§ PROMPT 1: Translate this sentence from the interview into Spanish: "We'll be playing new stuff from the record obviously, but we'll be doing things that people have never heard before."
§ PROMPT 2: Copy word for word the part of the interview starting with "NS: Yeah. That’d" and going on through "at all [laughs].".

§ DOCUMENT SECTION:
= Beginning of Section =

So that’s kind of how this record was. I feel like the band is playing so great right now, I’m going to be writing new material and we’ll be working it up for the next six months or so. We’ll be playing new stuff from the record obviously, but we’ll be doing things that people have never heard before. Doing things that haven’t been recorded and are new to us. We’ll be doing some of that so we’ll be familiar with it enough that when we do record the fourth album, we’ll be doing it live. That’s kind of what I’m thinking. Not a true live record, but maybe. I don’t know yet. I have fantasies about that as well. A have a whole concept about a live record that’d be filmed as well. It’d be an audio and video of new songs live–with an audience that would be cast. They’d be scripted where the audience would be part of it. Probably would be a lot of actors in the audience.

NS: Yeah. That’d be a really interesting performance to see done. In a way, it’d be sort of similar to a rock opera. 

KR: Could be. It’d be theatrical. Things would happen that’d make sense to what’s going on–or not make sense at all [laughs].

NS: [Laughs]. Would you say that, as the Shinyribs project has gone on, that you’ve evolved and adapted your songwriting to fit how the band sounds? Like the band has shaped your songwriting more than your songwriting has shaped the band.

= End of Section =

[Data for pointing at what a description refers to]
= Beginning of Section =

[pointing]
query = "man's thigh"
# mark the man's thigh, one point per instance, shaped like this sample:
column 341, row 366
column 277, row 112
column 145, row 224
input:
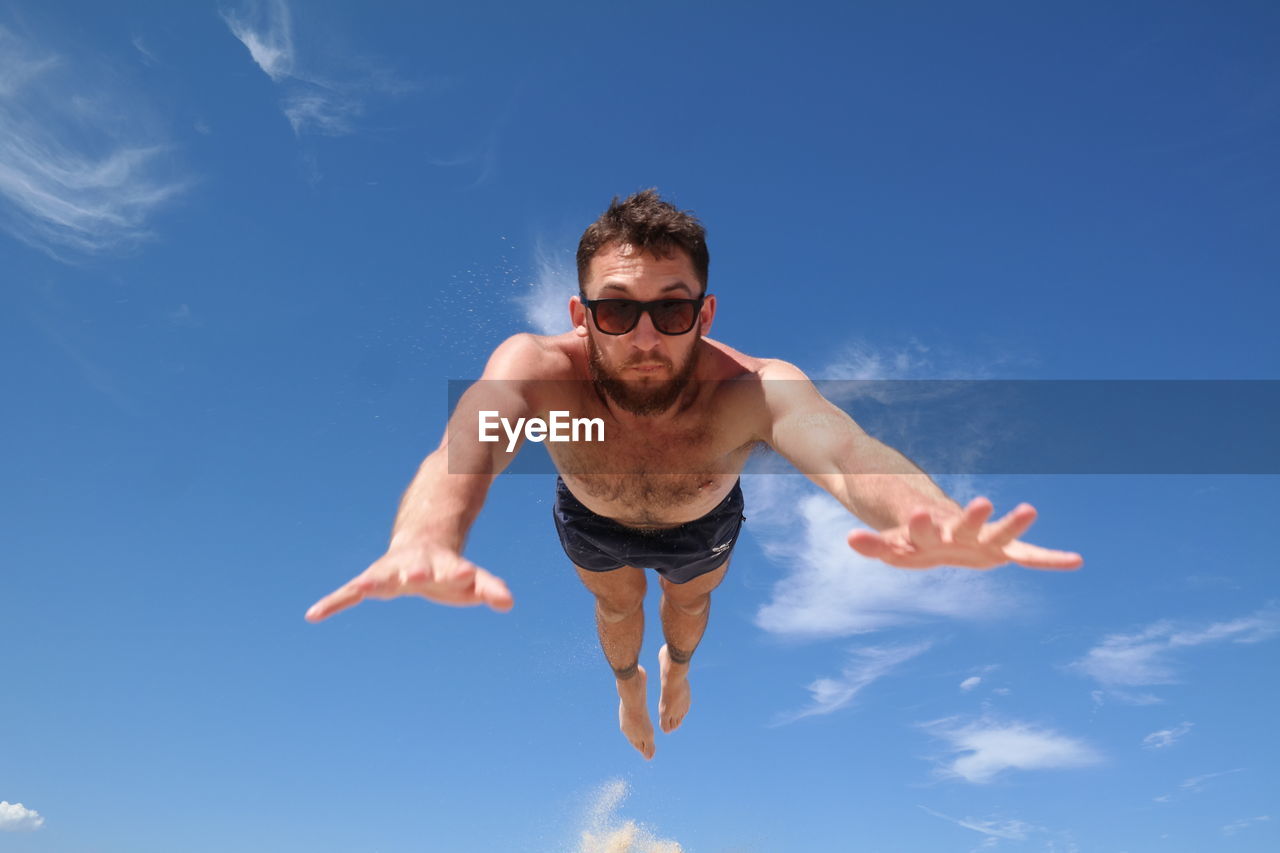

= End of Section =

§ RESULT 1: Tocaremos cosas nuevas del disco, obviamente, pero haremos cosas que la gente nunca ha oído antes.

§ RESULT 2:
NS: Yeah. That’d be a really interesting performance to see done. In a way, it’d be sort of similar to a rock opera. 

KR: Could be. It’d be theatrical. Things would happen that’d make sense to what’s going on–or not make sense at all [laughs].